## EXERCISE TASK
Reproduce all of the records below, replacing "Could you kindly" with "Please" everywhere and leaving everything else unchanged. Omit the pictures from your answer.

## RECORDS PROVIDED
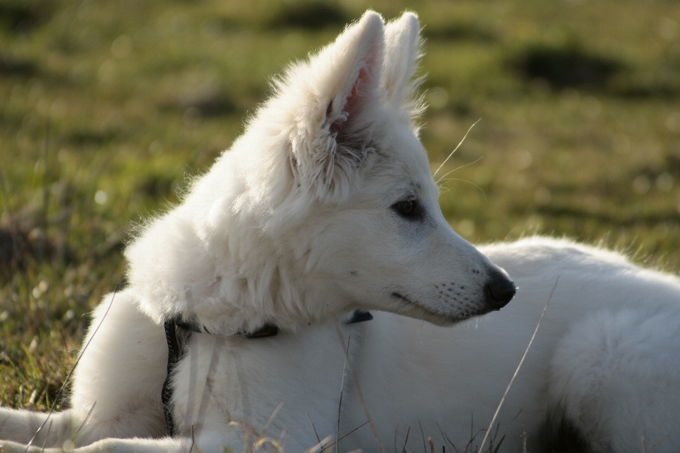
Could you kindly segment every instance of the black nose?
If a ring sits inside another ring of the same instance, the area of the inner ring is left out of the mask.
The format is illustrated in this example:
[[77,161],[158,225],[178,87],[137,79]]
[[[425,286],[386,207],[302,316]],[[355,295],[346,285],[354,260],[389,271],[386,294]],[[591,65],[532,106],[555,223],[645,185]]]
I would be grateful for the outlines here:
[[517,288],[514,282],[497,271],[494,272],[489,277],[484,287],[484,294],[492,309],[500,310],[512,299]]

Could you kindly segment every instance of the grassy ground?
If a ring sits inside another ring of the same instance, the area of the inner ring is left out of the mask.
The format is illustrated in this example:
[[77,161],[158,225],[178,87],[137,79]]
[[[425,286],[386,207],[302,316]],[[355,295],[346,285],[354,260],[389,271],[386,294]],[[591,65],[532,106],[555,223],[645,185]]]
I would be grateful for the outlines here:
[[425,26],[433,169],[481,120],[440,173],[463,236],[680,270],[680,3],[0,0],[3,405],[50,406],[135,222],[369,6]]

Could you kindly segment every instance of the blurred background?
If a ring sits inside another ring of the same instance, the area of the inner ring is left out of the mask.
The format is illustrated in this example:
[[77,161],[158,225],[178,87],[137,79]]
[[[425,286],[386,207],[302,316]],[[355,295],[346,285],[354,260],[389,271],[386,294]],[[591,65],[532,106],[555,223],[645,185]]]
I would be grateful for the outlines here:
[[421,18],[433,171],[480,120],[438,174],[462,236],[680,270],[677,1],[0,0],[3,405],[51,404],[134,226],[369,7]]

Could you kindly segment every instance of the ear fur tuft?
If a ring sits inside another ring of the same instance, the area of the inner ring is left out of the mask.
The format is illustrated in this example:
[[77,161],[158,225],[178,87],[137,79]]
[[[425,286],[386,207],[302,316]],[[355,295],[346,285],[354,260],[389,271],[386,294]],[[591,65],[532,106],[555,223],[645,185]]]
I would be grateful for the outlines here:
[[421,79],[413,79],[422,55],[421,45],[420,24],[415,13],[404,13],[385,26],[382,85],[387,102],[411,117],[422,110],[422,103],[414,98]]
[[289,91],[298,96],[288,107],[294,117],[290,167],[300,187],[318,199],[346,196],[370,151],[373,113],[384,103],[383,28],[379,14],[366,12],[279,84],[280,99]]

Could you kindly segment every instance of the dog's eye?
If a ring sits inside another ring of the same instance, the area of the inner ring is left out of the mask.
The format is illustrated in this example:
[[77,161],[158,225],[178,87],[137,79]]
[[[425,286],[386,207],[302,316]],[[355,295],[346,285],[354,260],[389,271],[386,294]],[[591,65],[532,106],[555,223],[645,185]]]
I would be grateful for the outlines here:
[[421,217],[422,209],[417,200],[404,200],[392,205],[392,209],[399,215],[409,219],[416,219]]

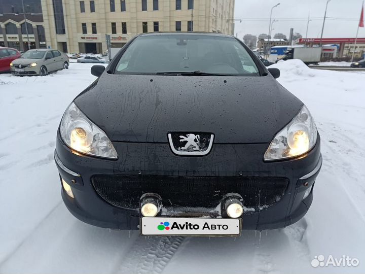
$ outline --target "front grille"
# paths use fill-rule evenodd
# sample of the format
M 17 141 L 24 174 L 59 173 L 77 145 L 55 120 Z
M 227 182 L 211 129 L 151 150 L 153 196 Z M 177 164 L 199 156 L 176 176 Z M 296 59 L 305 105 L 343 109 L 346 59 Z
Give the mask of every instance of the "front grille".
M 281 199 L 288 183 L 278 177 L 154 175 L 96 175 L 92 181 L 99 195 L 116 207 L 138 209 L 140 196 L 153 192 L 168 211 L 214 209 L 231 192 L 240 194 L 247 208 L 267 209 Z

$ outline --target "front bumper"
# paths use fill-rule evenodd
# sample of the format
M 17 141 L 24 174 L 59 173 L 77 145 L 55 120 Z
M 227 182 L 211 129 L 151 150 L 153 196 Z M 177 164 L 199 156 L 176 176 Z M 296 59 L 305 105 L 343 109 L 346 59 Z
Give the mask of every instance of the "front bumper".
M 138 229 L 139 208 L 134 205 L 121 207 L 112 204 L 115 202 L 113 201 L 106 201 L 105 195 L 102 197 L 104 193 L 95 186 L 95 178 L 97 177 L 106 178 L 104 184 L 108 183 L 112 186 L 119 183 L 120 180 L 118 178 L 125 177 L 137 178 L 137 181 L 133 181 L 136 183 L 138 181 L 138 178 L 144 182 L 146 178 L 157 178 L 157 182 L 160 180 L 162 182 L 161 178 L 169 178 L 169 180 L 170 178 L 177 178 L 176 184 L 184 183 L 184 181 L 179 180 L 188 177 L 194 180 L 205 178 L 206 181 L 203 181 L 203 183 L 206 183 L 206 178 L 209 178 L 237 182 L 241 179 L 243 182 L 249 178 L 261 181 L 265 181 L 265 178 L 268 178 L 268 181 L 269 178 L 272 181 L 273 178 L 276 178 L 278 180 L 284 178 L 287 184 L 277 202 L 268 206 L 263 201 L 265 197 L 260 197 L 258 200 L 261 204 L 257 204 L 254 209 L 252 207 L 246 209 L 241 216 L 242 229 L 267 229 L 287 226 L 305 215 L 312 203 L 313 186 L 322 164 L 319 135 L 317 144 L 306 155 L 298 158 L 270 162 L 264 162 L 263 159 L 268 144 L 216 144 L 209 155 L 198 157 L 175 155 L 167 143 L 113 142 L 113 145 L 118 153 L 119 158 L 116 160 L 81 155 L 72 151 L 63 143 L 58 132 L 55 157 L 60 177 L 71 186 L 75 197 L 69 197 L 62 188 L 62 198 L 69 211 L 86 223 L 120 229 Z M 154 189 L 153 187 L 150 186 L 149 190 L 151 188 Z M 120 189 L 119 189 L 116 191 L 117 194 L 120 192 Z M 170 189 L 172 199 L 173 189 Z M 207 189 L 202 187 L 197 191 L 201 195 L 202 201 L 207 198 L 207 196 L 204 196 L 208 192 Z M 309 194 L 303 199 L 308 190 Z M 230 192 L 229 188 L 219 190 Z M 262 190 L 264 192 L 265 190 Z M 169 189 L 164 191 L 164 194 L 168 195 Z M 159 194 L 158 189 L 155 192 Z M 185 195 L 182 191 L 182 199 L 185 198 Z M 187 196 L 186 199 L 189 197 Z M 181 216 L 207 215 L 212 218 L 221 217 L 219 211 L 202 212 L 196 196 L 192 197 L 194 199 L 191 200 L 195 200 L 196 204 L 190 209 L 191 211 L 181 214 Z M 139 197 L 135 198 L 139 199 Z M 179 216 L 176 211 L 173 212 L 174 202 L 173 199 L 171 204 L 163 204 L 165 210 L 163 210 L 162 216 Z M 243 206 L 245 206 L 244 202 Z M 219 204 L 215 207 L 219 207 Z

## RIGHT ANSWER
Please segment every instance of the black nose?
If a ring sits inside another ring of the same instance, the area of the inner ring is left out of the mask.
The format is illustrated in this example:
[[77,161],[158,225],[178,87],[137,79]]
[[[425,286],[386,207],[302,316]],[[355,295],[346,285],[354,260],[389,271],[386,294]],[[591,65],[532,106],[555,223],[645,185]]]
I would be grateful for the outlines here:
[[517,288],[514,282],[497,271],[494,272],[489,277],[484,287],[484,294],[492,309],[500,310],[512,299]]

Please segment every instance of the grassy ground?
If a ring sits inside another ring of the same instance, the area of the inner ring is left out of the mask.
The format is illustrated in this example:
[[77,161],[158,225],[178,87],[137,79]]
[[[425,286],[386,207],[302,316]],[[355,295],[346,285],[354,260],[389,271],[386,294]],[[591,65],[532,106],[555,223],[645,185]]]
I would be grateful for the outlines here:
[[425,26],[433,169],[481,120],[440,173],[463,236],[680,270],[680,3],[0,0],[3,405],[50,406],[135,222],[369,6]]

Please segment every instance of the blurred background?
If a ring sits inside another ring of the same instance, the area of the inner ring is left out of the mask.
The format is illustrated in this example:
[[77,161],[158,225],[178,87],[137,79]]
[[[425,286],[386,207],[302,316]],[[355,295],[346,285],[354,260],[389,271],[386,294]],[[591,65],[532,106],[555,223],[645,185]]]
I would be grateful for the outlines here:
[[421,18],[433,171],[480,120],[438,174],[462,236],[680,270],[677,1],[0,0],[3,405],[51,404],[134,226],[369,7]]

Please segment every instance of the ear fur tuft?
If a ring sits inside another ring of the same instance, the area of the inner ring is left out of the mask.
The format is illustrated in this example:
[[77,161],[158,225],[178,87],[137,79]]
[[[425,286],[386,207],[302,316]],[[355,295],[346,285],[354,260],[389,271],[386,294]],[[591,65],[532,106],[555,223],[645,185]]]
I would be grateful for the outlines here:
[[421,79],[413,79],[422,55],[421,45],[420,24],[415,13],[404,13],[385,26],[382,85],[387,102],[411,117],[422,110],[422,103],[414,98]]
[[289,91],[298,96],[288,107],[294,117],[290,167],[300,187],[318,199],[346,196],[370,151],[373,113],[384,103],[383,28],[379,14],[366,12],[279,84],[280,99]]

Please segment every instance of the dog's eye?
If a ring sits inside another ring of the same instance, the area of the inner ring is left out of the mask.
The format is illustrated in this example:
[[77,161],[158,225],[178,87],[137,79]]
[[[425,286],[386,207],[302,316]],[[355,295],[346,285],[354,260],[389,271],[386,294]],[[591,65],[532,106],[555,223],[645,185]]]
I would be grateful for the outlines here:
[[421,217],[422,209],[417,200],[404,200],[392,205],[392,209],[399,215],[409,219],[416,219]]

$ outline --target "front grille"
# paths use fill-rule evenodd
# sample of the format
M 17 141 L 24 174 L 59 173 L 77 145 L 55 120 Z
M 227 182 L 211 129 L 151 150 L 153 196 Z M 177 164 L 199 156 L 176 176 Z M 296 59 L 305 105 L 343 109 L 346 59 Z
Give the mask of every instance of the "front grille".
M 281 199 L 288 183 L 278 177 L 154 175 L 96 175 L 92 181 L 99 195 L 116 207 L 138 209 L 140 196 L 153 192 L 168 211 L 214 209 L 231 192 L 240 194 L 247 208 L 267 209 Z

$ outline --target "front bumper"
# paths use fill-rule evenodd
# sample of the format
M 17 141 L 24 174 L 59 173 L 77 145 L 55 120 Z
M 227 182 L 211 129 L 151 150 L 153 196 Z M 177 164 L 199 156 L 176 176 Z M 296 59 L 305 105 L 343 109 L 346 59 Z
Give the mask of every instance of the "front bumper".
M 138 229 L 139 208 L 134 205 L 121 207 L 112 204 L 115 202 L 113 201 L 106 201 L 105 195 L 102 197 L 104 193 L 95 186 L 95 178 L 97 177 L 106 178 L 104 184 L 108 183 L 112 186 L 119 183 L 120 180 L 118 178 L 125 177 L 137 178 L 137 181 L 133 181 L 136 183 L 138 181 L 138 178 L 144 182 L 146 178 L 157 178 L 157 182 L 160 180 L 162 182 L 161 178 L 169 178 L 169 180 L 170 178 L 177 178 L 176 184 L 184 183 L 184 181 L 179 180 L 188 177 L 194 180 L 205 178 L 206 181 L 203 181 L 203 183 L 206 183 L 206 178 L 209 178 L 237 182 L 241 179 L 243 182 L 249 178 L 261 181 L 265 181 L 265 178 L 268 178 L 268 181 L 269 178 L 272 181 L 273 178 L 276 178 L 278 180 L 284 178 L 287 184 L 277 202 L 268 206 L 263 201 L 265 197 L 260 197 L 258 200 L 261 204 L 257 204 L 254 209 L 252 207 L 246 209 L 241 216 L 242 229 L 267 229 L 287 226 L 305 215 L 312 203 L 313 186 L 322 164 L 319 135 L 317 144 L 306 155 L 298 158 L 270 162 L 264 162 L 263 159 L 268 144 L 216 144 L 209 155 L 198 157 L 175 155 L 167 143 L 113 142 L 113 145 L 118 153 L 119 158 L 116 160 L 81 155 L 72 151 L 63 143 L 58 132 L 55 157 L 60 177 L 71 186 L 75 197 L 69 197 L 62 188 L 62 198 L 69 211 L 86 223 L 120 229 Z M 154 189 L 153 187 L 150 186 L 149 190 L 151 188 Z M 120 189 L 119 189 L 116 191 L 117 194 L 120 192 Z M 170 189 L 172 199 L 173 189 Z M 207 189 L 202 187 L 197 191 L 201 195 L 202 201 L 207 198 L 207 196 L 204 196 L 208 192 Z M 309 194 L 303 199 L 308 190 Z M 230 192 L 229 188 L 219 190 Z M 262 190 L 264 192 L 265 190 Z M 169 189 L 164 191 L 164 194 L 168 195 Z M 159 194 L 158 189 L 155 192 Z M 185 195 L 182 191 L 182 199 L 185 198 Z M 187 196 L 186 199 L 189 197 Z M 181 216 L 207 215 L 212 218 L 221 217 L 219 211 L 202 212 L 196 196 L 192 197 L 194 199 L 191 200 L 195 200 L 196 204 L 190 209 L 191 211 L 181 214 Z M 139 197 L 135 198 L 139 199 Z M 179 216 L 176 211 L 173 212 L 174 202 L 173 199 L 171 204 L 163 204 L 165 210 L 163 210 L 162 216 Z M 243 206 L 245 206 L 244 202 Z M 219 204 L 215 207 L 219 207 Z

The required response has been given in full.